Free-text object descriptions
########################################

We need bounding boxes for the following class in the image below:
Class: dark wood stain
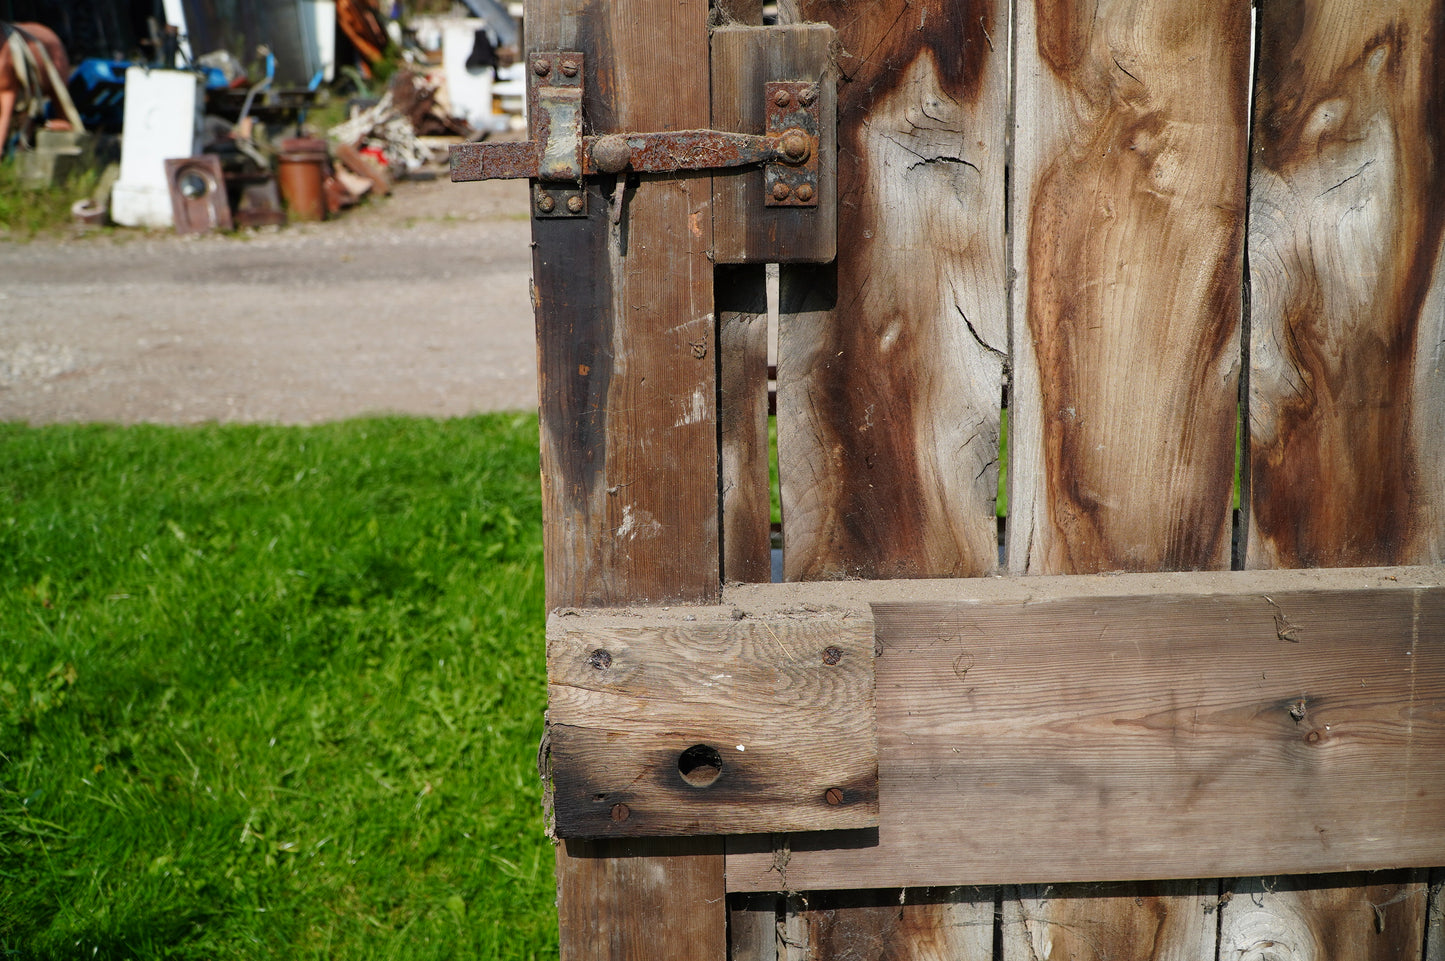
[1249,0,1445,567]
[785,0,998,580]
[1025,2,1249,573]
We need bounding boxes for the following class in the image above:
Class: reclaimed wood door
[502,0,1445,957]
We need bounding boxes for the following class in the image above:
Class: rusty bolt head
[824,787,844,806]
[536,193,556,213]
[772,182,792,202]
[560,59,579,77]
[566,194,585,214]
[778,129,811,164]
[796,183,816,203]
[610,803,630,822]
[799,85,818,107]
[773,89,792,109]
[591,135,633,174]
[822,645,843,665]
[533,57,552,76]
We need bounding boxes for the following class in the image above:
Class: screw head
[566,194,585,214]
[560,59,579,77]
[822,645,843,665]
[796,183,815,203]
[799,85,818,106]
[772,181,792,201]
[536,193,556,213]
[533,57,552,76]
[773,89,792,108]
[824,787,844,806]
[610,803,630,822]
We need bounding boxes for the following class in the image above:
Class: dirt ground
[0,172,537,425]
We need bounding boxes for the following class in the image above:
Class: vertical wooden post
[1004,0,1249,953]
[528,0,726,958]
[1230,0,1445,943]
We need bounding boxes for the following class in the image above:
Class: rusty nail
[587,648,612,670]
[822,645,843,665]
[799,85,817,106]
[611,803,630,822]
[533,57,552,76]
[824,788,843,806]
[796,183,815,203]
[772,182,792,201]
[773,89,792,108]
[566,194,585,214]
[560,59,579,77]
[536,193,556,213]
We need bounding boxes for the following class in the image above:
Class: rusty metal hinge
[449,51,823,217]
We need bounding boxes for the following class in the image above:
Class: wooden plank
[528,0,724,956]
[1218,871,1429,960]
[1002,882,1217,961]
[556,837,726,961]
[533,0,719,609]
[711,25,837,265]
[1429,869,1444,961]
[1246,0,1445,569]
[546,610,878,837]
[723,580,1445,890]
[729,893,780,961]
[718,265,772,584]
[774,0,1008,581]
[780,888,995,961]
[1005,0,1250,574]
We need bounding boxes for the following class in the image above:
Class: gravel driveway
[0,174,537,425]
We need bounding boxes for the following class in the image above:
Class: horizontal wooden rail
[719,566,1445,891]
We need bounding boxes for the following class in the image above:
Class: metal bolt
[799,85,818,107]
[796,183,815,203]
[533,57,552,76]
[778,129,811,164]
[824,787,843,806]
[772,182,792,202]
[591,135,633,174]
[566,194,585,214]
[560,59,579,77]
[536,193,556,213]
[773,89,792,109]
[610,803,631,822]
[822,645,843,665]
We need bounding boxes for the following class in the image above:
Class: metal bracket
[449,50,823,217]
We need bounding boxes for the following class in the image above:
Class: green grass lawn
[0,415,556,960]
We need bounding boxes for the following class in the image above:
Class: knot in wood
[822,645,844,665]
[587,648,613,670]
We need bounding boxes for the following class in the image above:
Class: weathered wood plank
[1429,869,1444,961]
[1246,0,1445,569]
[547,611,878,837]
[534,0,719,609]
[1002,882,1217,961]
[723,581,1445,890]
[730,893,780,961]
[781,888,995,961]
[718,265,772,584]
[774,0,1008,581]
[1218,872,1429,961]
[556,837,726,961]
[1006,0,1250,574]
[711,25,837,265]
[530,0,724,956]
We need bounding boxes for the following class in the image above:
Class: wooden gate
[456,0,1445,956]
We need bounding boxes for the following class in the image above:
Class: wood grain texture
[556,836,726,961]
[1006,0,1250,574]
[547,611,878,837]
[718,265,772,584]
[730,893,780,961]
[1002,882,1217,961]
[1247,0,1445,569]
[711,25,837,265]
[532,0,724,956]
[774,0,1009,581]
[1218,872,1428,961]
[533,0,718,609]
[724,584,1445,890]
[781,888,995,961]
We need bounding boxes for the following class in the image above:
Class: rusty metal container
[276,138,329,222]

########################################

■ Task requirements: Transcribe the whole of the data exactly, minus any pictures.

■ Response:
We need bounding boxes for the following class in the image below:
Class: dark wood stain
[1249,0,1445,567]
[785,0,998,580]
[1025,2,1249,573]
We need bounding boxes for the following class in the image above:
Class: reclaimed wood door
[502,0,1445,957]
We need bounding boxes for the following class in the image above:
Class: rusty bolt head
[824,787,844,806]
[536,193,556,213]
[772,182,792,202]
[560,59,579,77]
[566,194,585,214]
[778,129,811,164]
[796,183,816,203]
[610,803,630,822]
[799,85,818,107]
[773,89,792,109]
[591,135,633,174]
[822,645,843,665]
[533,57,552,76]
We need bounding boxes for the following class in the image above:
Class: screw head
[566,194,585,214]
[560,59,579,77]
[822,645,843,665]
[796,183,815,203]
[799,85,818,106]
[772,181,792,201]
[536,193,556,213]
[533,57,552,76]
[773,89,792,108]
[824,787,844,806]
[610,803,630,822]
We need bounding boxes for the following class in the image above:
Class: dirt ground
[0,172,537,425]
We need bounding boxes for the following class in the image above:
Class: vertical wooden post
[1004,0,1249,953]
[528,0,726,958]
[1230,0,1445,943]
We need bounding boxes for the following class in the image above:
Class: rusty nail
[587,648,612,670]
[822,645,843,665]
[799,85,817,106]
[611,803,630,822]
[533,57,552,76]
[824,788,843,806]
[796,183,815,203]
[772,182,792,201]
[773,89,792,108]
[566,194,585,214]
[560,59,579,77]
[536,193,556,213]
We need bounding boxes for the following class in the image above:
Class: rusty metal hinge
[449,51,823,217]
We need bounding boxes for the following class in the image above:
Class: wooden plank
[528,0,724,956]
[1218,871,1429,960]
[1002,882,1217,961]
[556,837,726,961]
[533,0,719,609]
[711,25,837,265]
[1429,869,1444,961]
[1246,0,1445,569]
[546,610,878,837]
[723,580,1445,890]
[729,893,780,961]
[718,265,772,584]
[774,0,1008,581]
[780,888,995,961]
[1005,0,1250,574]
We need bounding boxes for the following class in the image above:
Class: gravel driveway
[0,174,537,425]
We need bounding boxes for the following class in the image above:
Class: horizontal wooden rail
[719,566,1445,891]
We need bounding boxes for the following class in the image above:
Class: metal bolt
[799,85,818,107]
[796,183,815,203]
[533,57,552,76]
[778,129,811,164]
[824,787,843,806]
[772,182,792,202]
[591,135,633,174]
[566,194,585,214]
[560,59,579,77]
[536,193,556,213]
[773,89,792,109]
[610,803,631,822]
[822,645,843,665]
We need bounding boxes for the following class in the image above:
Class: metal bracket
[449,50,823,217]
We need bounding boxes for the following class in the image above:
Class: green grass lawn
[0,415,556,960]
We need bounding boxes for the following class in the image above:
Class: knot in wood
[822,645,844,665]
[587,648,613,670]
We need bounding boxes for the following class in the image above:
Class: weathered wood plank
[1429,869,1444,961]
[1246,0,1445,569]
[547,611,878,837]
[534,0,719,609]
[1002,882,1217,961]
[723,581,1445,890]
[730,893,780,961]
[781,888,995,961]
[718,265,772,584]
[774,0,1008,581]
[1218,872,1429,961]
[556,837,726,961]
[1006,0,1250,574]
[711,25,837,265]
[530,0,724,956]
We need bounding boxes for the following class in the image above:
Class: wooden gate
[456,0,1445,956]
We need bounding boxes for the following class in the image above:
Class: wood grain texture
[556,836,726,961]
[1006,0,1250,574]
[547,611,878,837]
[718,265,772,584]
[730,893,780,961]
[1002,882,1217,961]
[1247,0,1445,569]
[711,25,837,265]
[532,0,724,956]
[774,0,1009,581]
[1218,872,1428,961]
[533,0,718,609]
[724,584,1445,890]
[781,888,995,961]
We need bounding boxes for the following class in the image above:
Class: rusty metal container
[276,138,329,222]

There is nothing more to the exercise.